### O QUE FAZER
a - Reproduza, do texto sobre Anselmo e a justificação pela fé, o trecho que vai de "Fergus Kerr (teólogo" até "Aquinas, p. 97.", inclusive.
b - Dê prosseguimento ao texto sobre Anselmo e a justificação pela fé a partir do ponto em que ele termina.

### TEXTO DE ORIGEM
-=-=-=-=-

Fergus Kerr (teólogo católico dominicano) comenta:
“Quando se lê a declaração de Anselmo de que ‘no
momento em que a fé do perdoado surge, todo o pagamento que Cristo prestou é
atribuído ao pecador’, lembra‐se imediatamente da afirmação de
Lutero sobre
justificação pela fé somente. Isso não quer dizer que Anselmo repudie a vida
sacramental da Igreja, mas certamente ele não faz de nenhuma ação
sacramental condição para ser declarado justo.”
— After Aquinas: Versions of Thomism, p. 89.
“Em Anselmo, a fé inicial abre a justificação, mas
o crente não está automaticamente imune a recair no pecado. Ele deve
continuar firme na fé e na penitência para não ‘cair de volta’ no estado de
culpa.”
— After Aquinas, p. 97.
Parte 3 – Conclusão
Ao condenar o Cânon 9 da Sessão VI (“Se alguém
disser que o homem é justificado somente pela fé, sem as boas obras, seja
anátema”), o Concílio de Trento procurou fechar a porta a qualquer semelhança
com o sola fide luterano. No entanto, essa fórmula tão ampla acabou
por incluir teólogos católicos medievais que defendiam que a fé, unida à graça, bastava para a justificação, sem a
necessidade de méritos posteriores. Dentre esses, Anselmo de Cantuária
figura como exemplo notório. A seguir, autores que salientam essa tensão:
- Yves
Congar (teólogo católico dominicano)

-=-=-=-=-

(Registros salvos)
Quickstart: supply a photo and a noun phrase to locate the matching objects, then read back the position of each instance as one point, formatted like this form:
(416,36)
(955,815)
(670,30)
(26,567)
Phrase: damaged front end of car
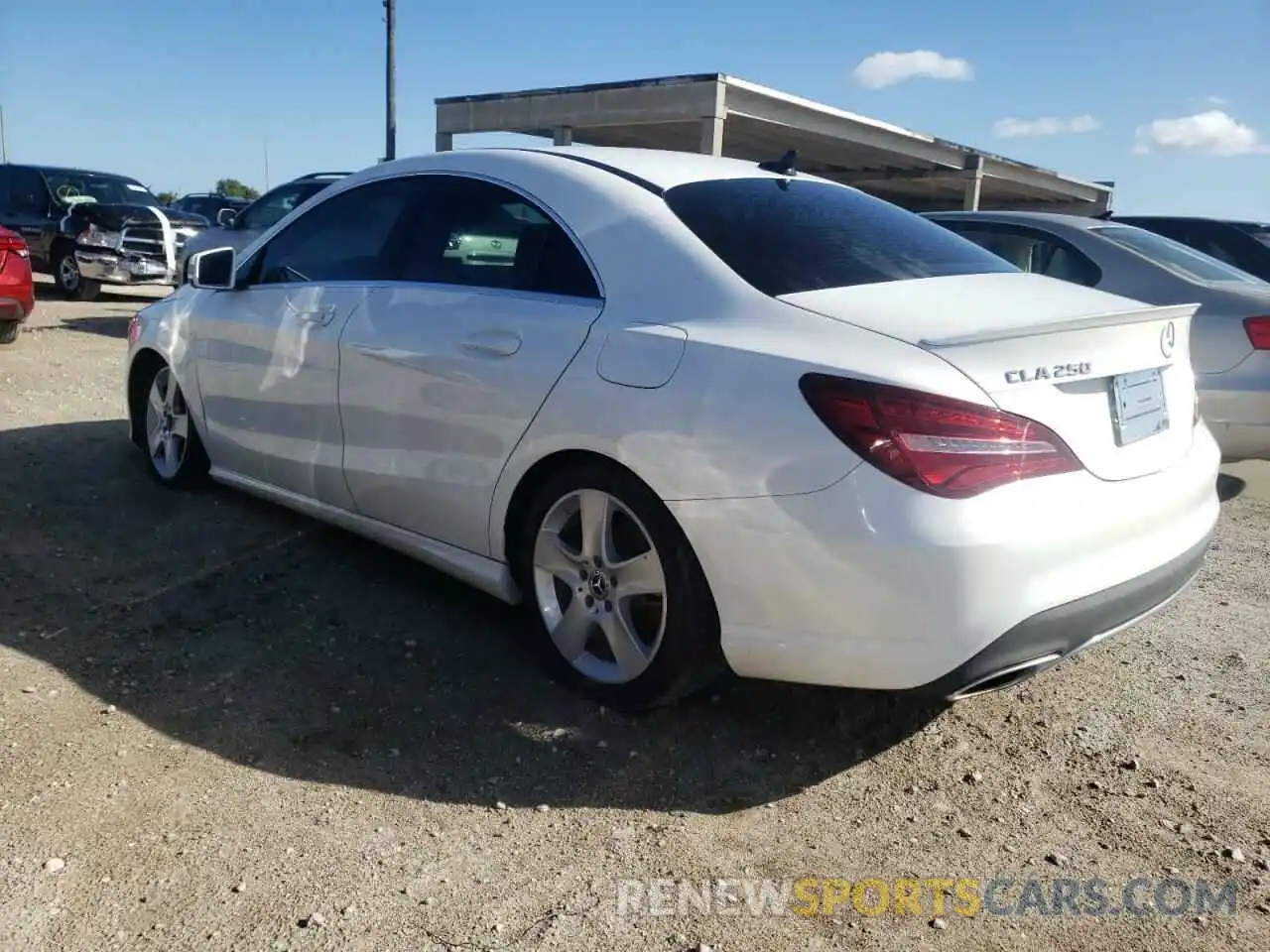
(128,244)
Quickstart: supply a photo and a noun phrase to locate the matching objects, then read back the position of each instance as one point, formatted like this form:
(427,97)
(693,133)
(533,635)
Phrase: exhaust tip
(1005,678)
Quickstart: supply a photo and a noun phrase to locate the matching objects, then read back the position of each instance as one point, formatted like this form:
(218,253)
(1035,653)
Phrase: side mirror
(212,270)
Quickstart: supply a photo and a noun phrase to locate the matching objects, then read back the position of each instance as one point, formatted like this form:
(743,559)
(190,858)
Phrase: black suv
(1243,244)
(89,229)
(238,230)
(209,204)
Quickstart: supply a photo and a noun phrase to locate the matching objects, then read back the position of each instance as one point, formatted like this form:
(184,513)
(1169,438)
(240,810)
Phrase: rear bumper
(1236,407)
(1046,639)
(16,308)
(869,584)
(111,268)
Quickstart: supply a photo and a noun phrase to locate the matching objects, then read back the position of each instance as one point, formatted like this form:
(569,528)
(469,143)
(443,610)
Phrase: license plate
(1138,407)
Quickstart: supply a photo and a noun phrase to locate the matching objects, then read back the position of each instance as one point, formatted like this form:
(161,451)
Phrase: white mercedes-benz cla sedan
(697,414)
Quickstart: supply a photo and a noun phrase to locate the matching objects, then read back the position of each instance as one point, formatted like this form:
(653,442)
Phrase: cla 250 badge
(1058,371)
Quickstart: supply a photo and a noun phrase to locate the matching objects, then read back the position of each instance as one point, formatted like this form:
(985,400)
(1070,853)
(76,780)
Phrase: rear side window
(788,236)
(1261,232)
(1174,255)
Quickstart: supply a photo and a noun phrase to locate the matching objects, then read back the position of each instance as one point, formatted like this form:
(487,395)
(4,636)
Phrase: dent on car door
(270,354)
(443,373)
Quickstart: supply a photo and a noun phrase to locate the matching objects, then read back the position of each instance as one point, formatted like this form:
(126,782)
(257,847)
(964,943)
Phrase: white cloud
(1011,127)
(883,70)
(1210,132)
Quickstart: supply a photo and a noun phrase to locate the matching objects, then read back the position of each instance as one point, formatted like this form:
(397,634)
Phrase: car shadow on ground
(46,291)
(296,649)
(113,325)
(1229,486)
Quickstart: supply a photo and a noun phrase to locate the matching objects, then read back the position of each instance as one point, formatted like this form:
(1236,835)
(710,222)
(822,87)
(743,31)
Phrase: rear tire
(70,284)
(611,587)
(169,438)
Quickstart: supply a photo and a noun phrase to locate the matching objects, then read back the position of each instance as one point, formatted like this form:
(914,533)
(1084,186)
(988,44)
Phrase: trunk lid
(1109,375)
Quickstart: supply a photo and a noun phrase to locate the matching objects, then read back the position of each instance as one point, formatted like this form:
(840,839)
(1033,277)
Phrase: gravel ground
(223,726)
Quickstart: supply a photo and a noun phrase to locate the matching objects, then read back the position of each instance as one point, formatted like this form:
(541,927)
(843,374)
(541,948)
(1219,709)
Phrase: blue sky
(180,94)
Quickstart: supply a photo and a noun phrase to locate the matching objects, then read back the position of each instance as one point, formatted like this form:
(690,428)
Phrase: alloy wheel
(599,587)
(167,424)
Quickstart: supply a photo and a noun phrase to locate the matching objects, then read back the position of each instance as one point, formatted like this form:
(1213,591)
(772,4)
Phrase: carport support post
(711,126)
(973,181)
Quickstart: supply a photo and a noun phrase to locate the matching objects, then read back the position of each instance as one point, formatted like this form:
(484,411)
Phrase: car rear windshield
(1174,257)
(786,236)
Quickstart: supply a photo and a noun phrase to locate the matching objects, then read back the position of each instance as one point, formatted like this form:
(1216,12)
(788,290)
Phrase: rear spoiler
(1110,318)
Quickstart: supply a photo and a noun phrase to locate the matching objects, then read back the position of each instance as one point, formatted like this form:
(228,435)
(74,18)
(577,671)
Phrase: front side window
(27,190)
(344,238)
(786,236)
(1173,255)
(483,235)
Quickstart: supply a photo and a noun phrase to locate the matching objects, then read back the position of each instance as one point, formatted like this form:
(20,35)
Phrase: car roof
(1074,221)
(657,168)
(1236,222)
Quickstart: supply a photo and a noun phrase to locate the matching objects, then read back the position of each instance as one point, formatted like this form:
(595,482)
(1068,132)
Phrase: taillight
(937,444)
(1259,331)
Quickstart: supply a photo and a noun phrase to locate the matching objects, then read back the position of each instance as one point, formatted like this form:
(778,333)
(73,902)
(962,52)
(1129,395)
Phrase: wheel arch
(141,371)
(145,363)
(538,476)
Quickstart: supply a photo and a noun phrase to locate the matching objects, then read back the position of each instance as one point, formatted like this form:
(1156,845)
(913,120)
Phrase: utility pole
(390,82)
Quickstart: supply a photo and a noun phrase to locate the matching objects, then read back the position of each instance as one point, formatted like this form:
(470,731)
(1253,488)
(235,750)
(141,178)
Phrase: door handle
(493,343)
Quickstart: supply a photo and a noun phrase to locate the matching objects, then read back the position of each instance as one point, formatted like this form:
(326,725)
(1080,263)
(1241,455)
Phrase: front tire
(169,438)
(70,284)
(620,603)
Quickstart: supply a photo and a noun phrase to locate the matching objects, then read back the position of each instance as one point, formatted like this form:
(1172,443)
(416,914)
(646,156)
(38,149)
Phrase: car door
(28,211)
(444,370)
(268,352)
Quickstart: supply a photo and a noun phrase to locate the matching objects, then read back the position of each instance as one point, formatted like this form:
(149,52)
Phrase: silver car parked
(1229,334)
(240,229)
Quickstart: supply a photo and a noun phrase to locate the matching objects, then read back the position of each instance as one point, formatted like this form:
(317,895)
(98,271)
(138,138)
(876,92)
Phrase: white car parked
(706,414)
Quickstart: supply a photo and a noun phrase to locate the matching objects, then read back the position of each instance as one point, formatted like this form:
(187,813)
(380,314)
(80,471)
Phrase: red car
(17,291)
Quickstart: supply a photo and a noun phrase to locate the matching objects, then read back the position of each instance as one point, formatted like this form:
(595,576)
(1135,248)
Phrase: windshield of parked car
(1174,257)
(275,206)
(786,236)
(104,189)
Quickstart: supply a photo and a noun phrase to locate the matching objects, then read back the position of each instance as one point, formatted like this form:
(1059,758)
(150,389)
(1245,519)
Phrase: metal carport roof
(721,114)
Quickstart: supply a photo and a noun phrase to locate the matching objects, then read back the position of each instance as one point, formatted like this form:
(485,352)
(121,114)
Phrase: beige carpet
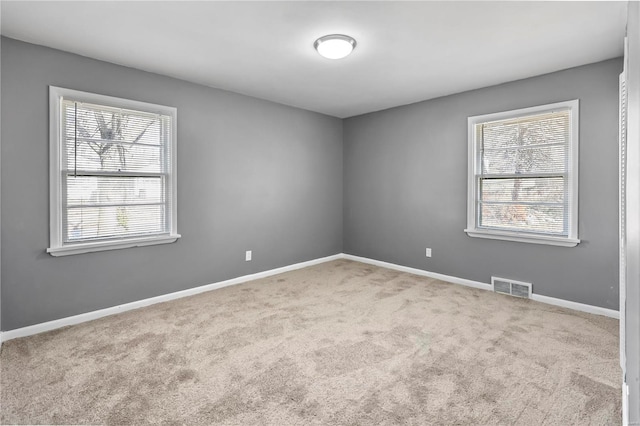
(341,343)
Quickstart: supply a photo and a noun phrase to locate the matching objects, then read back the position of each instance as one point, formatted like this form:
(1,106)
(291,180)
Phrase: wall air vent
(511,287)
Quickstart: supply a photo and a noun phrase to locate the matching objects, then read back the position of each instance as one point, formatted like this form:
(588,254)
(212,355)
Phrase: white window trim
(57,247)
(526,237)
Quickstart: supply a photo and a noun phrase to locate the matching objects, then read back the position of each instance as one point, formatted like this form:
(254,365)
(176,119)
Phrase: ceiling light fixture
(335,46)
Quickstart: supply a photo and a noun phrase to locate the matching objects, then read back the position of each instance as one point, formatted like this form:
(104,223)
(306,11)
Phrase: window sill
(110,245)
(523,238)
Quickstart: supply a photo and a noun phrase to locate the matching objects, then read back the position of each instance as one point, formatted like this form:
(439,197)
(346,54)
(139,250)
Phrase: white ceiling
(406,52)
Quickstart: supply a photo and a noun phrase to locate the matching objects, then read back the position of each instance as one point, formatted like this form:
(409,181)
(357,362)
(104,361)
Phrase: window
(523,175)
(112,173)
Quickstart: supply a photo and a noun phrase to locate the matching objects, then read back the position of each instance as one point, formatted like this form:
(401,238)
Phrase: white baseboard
(476,284)
(415,271)
(576,306)
(77,319)
(88,316)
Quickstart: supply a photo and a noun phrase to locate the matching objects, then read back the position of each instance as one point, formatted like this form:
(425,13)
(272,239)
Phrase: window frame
(57,246)
(473,230)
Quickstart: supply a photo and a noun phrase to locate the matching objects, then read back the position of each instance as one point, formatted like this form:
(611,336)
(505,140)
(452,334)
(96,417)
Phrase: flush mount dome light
(335,46)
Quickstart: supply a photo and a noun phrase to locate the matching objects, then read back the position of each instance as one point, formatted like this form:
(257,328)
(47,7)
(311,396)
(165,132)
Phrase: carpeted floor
(341,343)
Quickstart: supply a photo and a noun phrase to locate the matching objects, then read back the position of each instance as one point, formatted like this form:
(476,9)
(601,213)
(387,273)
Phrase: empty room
(320,213)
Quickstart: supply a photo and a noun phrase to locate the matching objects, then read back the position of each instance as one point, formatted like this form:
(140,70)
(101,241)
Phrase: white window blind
(523,174)
(115,184)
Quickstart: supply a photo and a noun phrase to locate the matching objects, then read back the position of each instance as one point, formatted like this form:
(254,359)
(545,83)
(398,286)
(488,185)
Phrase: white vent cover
(511,287)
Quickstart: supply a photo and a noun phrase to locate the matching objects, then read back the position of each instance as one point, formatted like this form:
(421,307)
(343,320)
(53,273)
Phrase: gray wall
(633,212)
(405,188)
(252,175)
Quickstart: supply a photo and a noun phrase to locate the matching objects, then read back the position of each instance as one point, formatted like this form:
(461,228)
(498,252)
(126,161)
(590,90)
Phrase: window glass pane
(89,223)
(519,217)
(546,159)
(539,190)
(531,130)
(113,140)
(92,190)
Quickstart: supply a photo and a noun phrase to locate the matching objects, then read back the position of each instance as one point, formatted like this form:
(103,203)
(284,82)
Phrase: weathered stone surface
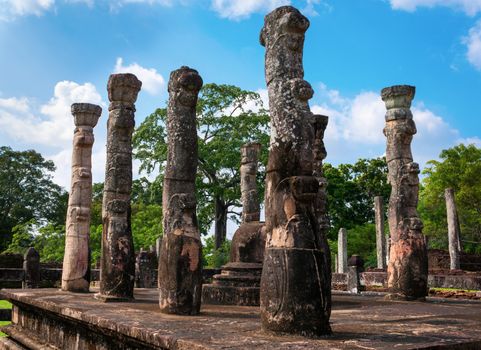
(80,322)
(118,258)
(453,230)
(342,250)
(31,269)
(76,262)
(408,263)
(380,236)
(180,265)
(146,265)
(239,281)
(294,297)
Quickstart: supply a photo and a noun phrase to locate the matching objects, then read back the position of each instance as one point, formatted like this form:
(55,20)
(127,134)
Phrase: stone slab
(358,322)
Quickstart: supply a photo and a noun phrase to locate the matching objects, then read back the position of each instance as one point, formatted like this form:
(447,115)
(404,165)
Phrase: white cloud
(470,7)
(473,44)
(51,125)
(11,9)
(355,127)
(240,9)
(152,82)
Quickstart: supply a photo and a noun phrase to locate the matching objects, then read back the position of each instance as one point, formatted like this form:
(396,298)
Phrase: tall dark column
(294,297)
(180,265)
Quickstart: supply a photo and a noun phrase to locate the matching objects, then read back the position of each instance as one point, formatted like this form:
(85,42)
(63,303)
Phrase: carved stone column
(31,269)
(117,268)
(76,262)
(342,250)
(380,236)
(180,265)
(294,298)
(408,263)
(453,230)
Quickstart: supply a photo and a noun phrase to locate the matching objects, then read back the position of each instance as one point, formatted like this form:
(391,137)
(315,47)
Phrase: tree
(27,192)
(225,121)
(459,167)
(351,190)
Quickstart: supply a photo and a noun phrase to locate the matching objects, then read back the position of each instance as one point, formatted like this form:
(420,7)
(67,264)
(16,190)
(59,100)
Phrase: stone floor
(358,322)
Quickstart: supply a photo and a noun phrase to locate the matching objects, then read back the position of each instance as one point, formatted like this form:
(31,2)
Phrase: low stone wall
(470,281)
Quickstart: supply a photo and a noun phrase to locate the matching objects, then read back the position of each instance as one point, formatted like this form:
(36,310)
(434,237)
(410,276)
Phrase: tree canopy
(227,118)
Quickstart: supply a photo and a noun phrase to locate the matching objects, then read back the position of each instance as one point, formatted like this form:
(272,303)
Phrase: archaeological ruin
(280,289)
(76,264)
(118,260)
(180,269)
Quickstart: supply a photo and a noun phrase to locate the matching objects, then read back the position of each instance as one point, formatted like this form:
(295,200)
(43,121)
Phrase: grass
(3,323)
(5,304)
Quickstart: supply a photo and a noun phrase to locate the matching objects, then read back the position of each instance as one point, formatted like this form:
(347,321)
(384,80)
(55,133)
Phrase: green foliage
(225,121)
(459,168)
(4,304)
(146,224)
(27,192)
(215,258)
(3,323)
(351,190)
(22,237)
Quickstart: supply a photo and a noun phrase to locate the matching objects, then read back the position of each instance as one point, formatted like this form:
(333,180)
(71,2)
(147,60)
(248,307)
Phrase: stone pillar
(388,248)
(342,250)
(76,261)
(180,265)
(355,267)
(251,210)
(117,266)
(294,298)
(158,245)
(31,269)
(453,229)
(380,237)
(408,263)
(146,264)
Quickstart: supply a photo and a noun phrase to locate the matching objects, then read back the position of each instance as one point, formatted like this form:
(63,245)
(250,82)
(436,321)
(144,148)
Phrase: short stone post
(408,263)
(342,250)
(453,229)
(294,297)
(158,246)
(117,267)
(180,265)
(31,269)
(76,261)
(355,267)
(388,248)
(380,237)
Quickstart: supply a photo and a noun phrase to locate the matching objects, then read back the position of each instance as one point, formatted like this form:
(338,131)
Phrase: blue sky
(56,52)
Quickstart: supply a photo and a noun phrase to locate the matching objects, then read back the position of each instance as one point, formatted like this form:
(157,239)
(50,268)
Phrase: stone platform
(78,321)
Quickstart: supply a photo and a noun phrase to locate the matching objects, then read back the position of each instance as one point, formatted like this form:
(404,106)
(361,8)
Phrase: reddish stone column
(453,230)
(117,267)
(76,262)
(180,262)
(408,263)
(294,298)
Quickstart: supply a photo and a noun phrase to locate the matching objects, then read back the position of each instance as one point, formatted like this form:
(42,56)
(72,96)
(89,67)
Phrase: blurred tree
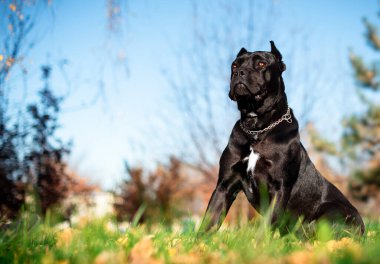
(158,196)
(12,193)
(46,165)
(361,139)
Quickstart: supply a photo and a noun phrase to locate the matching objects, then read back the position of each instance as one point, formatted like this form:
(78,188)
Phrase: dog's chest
(253,157)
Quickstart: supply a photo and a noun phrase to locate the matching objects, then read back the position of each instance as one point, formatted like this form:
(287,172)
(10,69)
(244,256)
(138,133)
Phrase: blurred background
(120,106)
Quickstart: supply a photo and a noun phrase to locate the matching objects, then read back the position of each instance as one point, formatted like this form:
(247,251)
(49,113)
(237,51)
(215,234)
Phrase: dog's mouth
(242,91)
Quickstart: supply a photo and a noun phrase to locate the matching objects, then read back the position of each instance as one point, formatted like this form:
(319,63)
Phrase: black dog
(264,157)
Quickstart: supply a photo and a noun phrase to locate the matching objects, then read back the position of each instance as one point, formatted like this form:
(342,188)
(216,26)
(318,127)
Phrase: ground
(105,241)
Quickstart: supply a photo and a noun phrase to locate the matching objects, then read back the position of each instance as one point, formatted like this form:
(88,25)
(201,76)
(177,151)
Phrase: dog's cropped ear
(278,56)
(241,52)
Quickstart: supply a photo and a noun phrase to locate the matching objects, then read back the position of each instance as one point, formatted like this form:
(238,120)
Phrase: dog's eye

-=-=-=-=-

### RESPOSTAS DO EXERCÍCIO
a -
Fergus Kerr (teólogo católico dominicano) comenta:
“Quando se lê a declaração de Anselmo de que ‘no
momento em que a fé do perdoado surge, todo o pagamento que Cristo prestou é
atribuído ao pecador’, lembra‐se imediatamente da afirmação de
Lutero sobre
justificação pela fé somente. Isso não quer dizer que Anselmo repudie a vida
sacramental da Igreja, mas certamente ele não faz de nenhuma ação
sacramental condição para ser declarado justo.”
— After Aquinas: Versions of Thomism, p. 89.
“Em Anselmo, a fé inicial abre a justificação, mas
o crente não está automaticamente imune a recair no pecado. Ele deve
continuar firme na fé e na penitência para não ‘cair de volta’ no estado de
culpa.”
— After Aquinas, p. 97.

b -
“O anátema contra aqueles que
‘dizem que o homem é justificado somente pela fé, sem as boas obras’ (Sessão
VI, Can. 9) não distingue entre o entender protestante e o modo como alguns
mestres católicos — por exemplo, Anselmo de Cantuária (século XI),
Alberto Magno e Tomás de Vio — já afirmavam, antes de Lutero, que a fé, unida à
graça, era, por si mesma, plenamente eficaz para justificar o pecador. Consequentemente,
Trento acabou arrolando Anselmo como se ele fosse um herege, embora jamais
tenha sido considerado tal em sua época.”
— Journal of the Council of
Trent (Grand Rapids: Eerdmans, 1996), p. 214 (tradução nossa).
- Jaroslav
Pelikan (historiador luterano)
“O Concílio de Trento, ao
formular seus cânones de justificação, procurou fechar a porta a qualquer
semelhança com o ‘sola fide’ luterano, mas acabou por incluir entre os
condenados vários escritores católicos medievais que, sem serem luteranos,
haviam sustentado que ‘a fé era o instrumento essencial para a justificação, e
como tal, não necessitava de meritoriedade adicional’. Anselmo, no século
XI, já falava do ato único de justificação pela fé arrependida, sem cooperação
de obras, e portanto está no rol tácito desses “modelos medievais” que
convergiam com os Reformadores.”
— The Christian Tradition: A
History of the Development of Doctrine, vol. 4: Reformation of Church and Dogma
1300–1700 (Chicago: University of Chicago Press, 1984), p. 389 (tradução
nossa).
- Michael
F. W. Robinson (teólogo católico)
“Embora as categorias de ‘honra’
e ‘satisfação’ possam parecer estranhas ao jargão forense dos Reformadores do
século XVI, o resultado funcional é o mesmo: justificação pela fé somente.
Anselmo é claro que, uma vez presente a fé, a satisfação de Cristo é
‘plenamente aplicada’ — nenhum ato subsequente, nem sacramental, nem ascético,
pode acrescentar a esse status. Lutero e Calvino descreveriam isso em termos de
‘imputação’, mas o efeito é praticamente idêntico. Na teologia medieval, não
há precursores tão impressionantes do protestantismo quanto Anselmo, e sua
recusa em permitir cooperação humana no ato inicial de justificação o coloca em
tensão com a teologia que surgiria em Trento.”
— Anselm and the Doctrine of
Justification (Cambridge: Cambridge University Press, 2015), pp. 102–105
(tradução nossa).
- Joseph
A. Jungmann, S.J. (teólogo jesuíta)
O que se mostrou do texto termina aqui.